● What is required: Would you write out the full listing exactly, without any pictures?
_____
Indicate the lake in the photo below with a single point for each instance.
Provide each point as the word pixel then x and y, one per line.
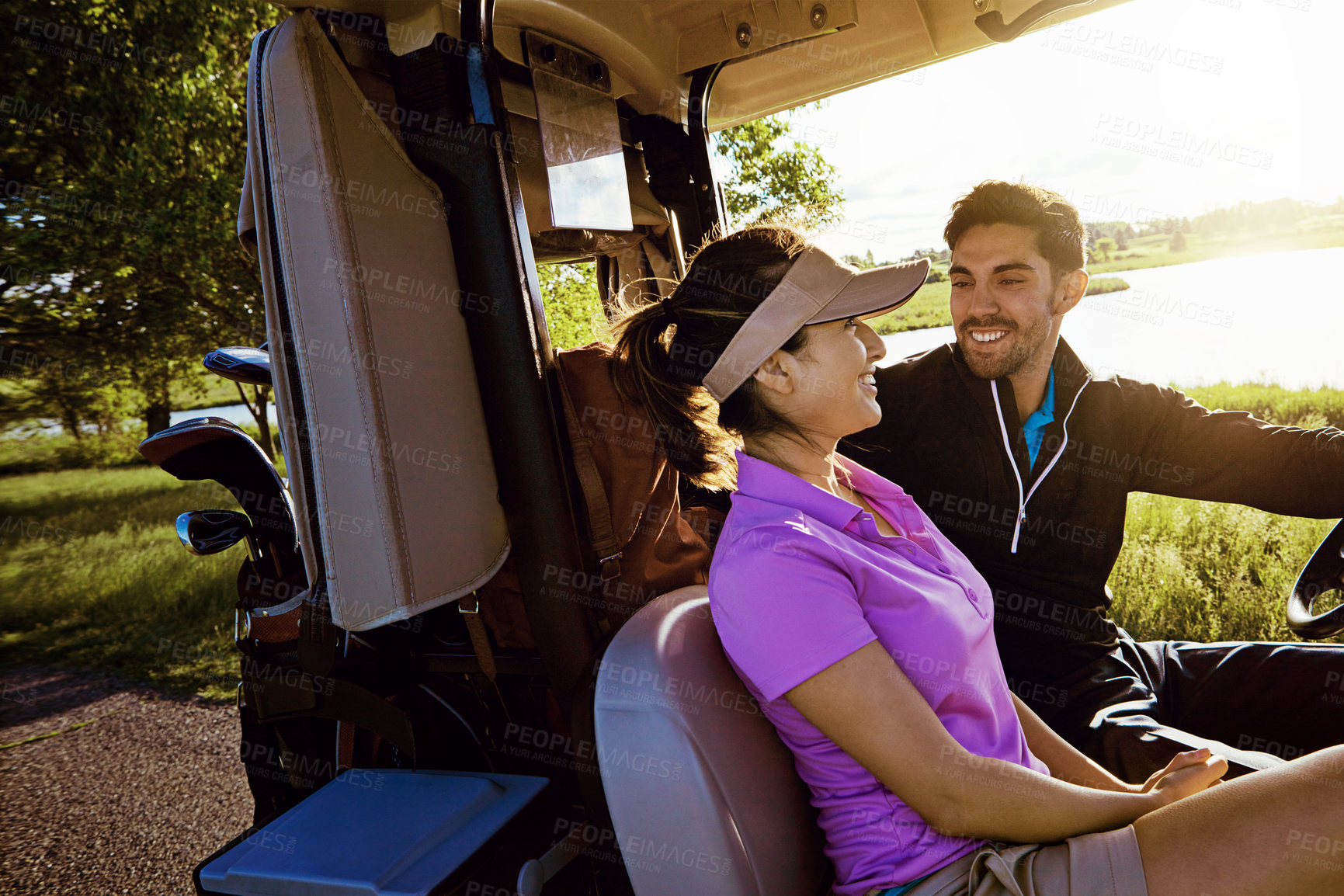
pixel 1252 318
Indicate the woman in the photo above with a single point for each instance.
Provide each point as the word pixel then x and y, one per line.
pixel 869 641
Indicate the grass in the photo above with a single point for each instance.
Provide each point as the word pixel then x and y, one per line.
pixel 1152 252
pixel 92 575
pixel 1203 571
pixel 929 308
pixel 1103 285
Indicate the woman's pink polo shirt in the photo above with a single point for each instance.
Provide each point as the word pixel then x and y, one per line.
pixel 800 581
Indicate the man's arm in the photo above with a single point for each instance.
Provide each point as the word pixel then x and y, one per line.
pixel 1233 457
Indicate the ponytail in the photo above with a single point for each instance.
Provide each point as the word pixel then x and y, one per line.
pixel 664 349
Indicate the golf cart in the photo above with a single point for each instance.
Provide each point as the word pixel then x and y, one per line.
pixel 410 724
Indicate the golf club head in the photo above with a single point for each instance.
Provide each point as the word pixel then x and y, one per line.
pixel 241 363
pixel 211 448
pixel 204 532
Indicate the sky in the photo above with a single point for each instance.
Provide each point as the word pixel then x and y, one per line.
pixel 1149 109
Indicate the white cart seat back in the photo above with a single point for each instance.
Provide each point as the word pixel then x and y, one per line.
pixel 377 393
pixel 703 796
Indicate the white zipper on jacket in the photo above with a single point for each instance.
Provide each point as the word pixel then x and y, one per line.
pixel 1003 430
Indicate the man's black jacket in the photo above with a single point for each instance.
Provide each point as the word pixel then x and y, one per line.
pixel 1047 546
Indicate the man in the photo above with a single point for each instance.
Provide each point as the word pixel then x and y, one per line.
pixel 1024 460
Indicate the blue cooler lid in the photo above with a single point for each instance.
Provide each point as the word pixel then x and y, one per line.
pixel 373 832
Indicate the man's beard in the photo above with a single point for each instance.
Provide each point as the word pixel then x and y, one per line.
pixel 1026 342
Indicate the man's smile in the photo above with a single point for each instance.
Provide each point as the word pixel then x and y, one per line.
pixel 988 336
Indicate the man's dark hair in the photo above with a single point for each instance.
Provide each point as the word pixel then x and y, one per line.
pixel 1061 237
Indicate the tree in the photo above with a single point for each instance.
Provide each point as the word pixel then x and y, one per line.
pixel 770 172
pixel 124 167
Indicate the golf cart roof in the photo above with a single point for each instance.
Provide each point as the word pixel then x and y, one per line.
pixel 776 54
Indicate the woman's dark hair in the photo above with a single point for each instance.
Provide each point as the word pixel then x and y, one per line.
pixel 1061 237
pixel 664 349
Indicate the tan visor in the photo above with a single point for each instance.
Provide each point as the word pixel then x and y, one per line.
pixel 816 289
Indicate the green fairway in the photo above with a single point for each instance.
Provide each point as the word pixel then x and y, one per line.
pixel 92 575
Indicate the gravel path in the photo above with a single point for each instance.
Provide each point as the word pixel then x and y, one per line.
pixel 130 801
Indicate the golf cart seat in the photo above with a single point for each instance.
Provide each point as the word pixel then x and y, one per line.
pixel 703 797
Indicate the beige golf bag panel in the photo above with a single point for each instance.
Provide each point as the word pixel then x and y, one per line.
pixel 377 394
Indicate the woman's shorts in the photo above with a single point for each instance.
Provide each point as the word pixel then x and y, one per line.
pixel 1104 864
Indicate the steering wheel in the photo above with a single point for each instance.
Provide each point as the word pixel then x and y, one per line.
_____
● Your response:
Indicate the lake in the photo below with a single point for each instance.
Provide each point as the word pixel then x and y, one per line.
pixel 1252 318
Indicate the woman in the photo above with a single point for each instance.
Provide each point as the word pixel then x and y, one per line.
pixel 869 641
Indicate the grass in the photo above with a single point for each instance.
Provide each point as the word pixel then x and y, one per line.
pixel 1152 252
pixel 92 575
pixel 1203 571
pixel 929 308
pixel 1103 285
Indicate the woman's pink polo shirt in the photo above with a single point for each instance.
Provide each point as the word pixel then x and y, one per line.
pixel 800 581
Indicate the man's arm in the photo above with a single point for each instance.
Provide each point as the word pixel then x and y, one per line.
pixel 1233 457
Indicate the ponytail in the photo above with a single point for each instance.
Provide each point as the word pixel then x and y, one per line.
pixel 664 349
Indicate the golf cart in the photo above with a single point for each instance.
Provide each point as the word pixel then x and y, one per line.
pixel 410 724
Indicate the golf club head in the photo above with a single point for each instance.
Provide each point as the word pixel then x and y, one per line.
pixel 241 363
pixel 211 448
pixel 204 532
Indicate the sky in the photo above with a single point for each instance.
Provide each point as the word pixel then x and y, one per line.
pixel 1149 109
Indicate the white cart seat back in the photo above with a single point for each instance.
Provide each point as the word pixel then x and y, one per line.
pixel 377 393
pixel 703 796
Indicate the white zipper on jacket in the photo above with a single point for each instance.
Provide each point as the word pixel then x and y, one per line.
pixel 1003 430
Indicate the man's black jacket in the photo above with a single point for each instance.
Provide each point as the word pixel then x and y, one per line.
pixel 1047 546
Indicate the man in the photo above with a single point for each instance.
Provide each point as the word pixel then x and y, one per line.
pixel 1024 460
Indicate the blue cooler lid in the photo above with a single point for each instance.
Provide each point as the word pixel then x and y, one per line.
pixel 373 832
Indicate the man's beard in the photo above with a single point for each instance.
Provide each point as the word pixel then x and y, one per line.
pixel 1026 342
Indicate the man's smile in the photo above with a single point for each instance.
Provide each point as the word pixel then x and y, one per line.
pixel 988 336
Indicate the man's dark hair in the photo above with a single point for each instance.
Provide each point as the word pixel then x and y, one per line.
pixel 1061 237
Indicate the tree in the photo above with a single point for each instance.
Provide each point as the word pixel then x and y, one per line.
pixel 770 172
pixel 124 167
Indicate the golf cart roof in the photo above with a single point for each instance.
Provide each point as the word pixel then x and y, one per line.
pixel 776 54
Indicate the woman's dark hair in the photo above with a single point for each instance.
Provide each point as the word pixel then x and y, one per line.
pixel 1061 237
pixel 664 349
Indicate the tan visor in the photo above with a single point for each instance.
Provide each point as the word pixel then x and y, one per line.
pixel 816 289
Indicate the green fairway in the photo above with a single point for each instance.
Provide each point as the word pixel then x and y, one per line.
pixel 92 575
Indicate the gravel path in the photo above with a single point for each instance.
Provide each point as the word pixel then x and y, one per line.
pixel 130 801
Indicate the golf cart seat in the photo above with a single point for each instance.
Provide each point as the word pixel then x and y, one per line.
pixel 703 797
Indicate the beige golf bag panel in the photo above with a single point for each instance.
Provide each point as the word pixel then x and y, one per line.
pixel 377 394
Indicate the woman's shorts in the photo above with a single point for each instance.
Provide each point as the word pixel then x and y, one per line.
pixel 1104 864
Indicate the steering wheel in the photo above with a single point for each instance.
Provide each point as the word pixel then x and y, one per line.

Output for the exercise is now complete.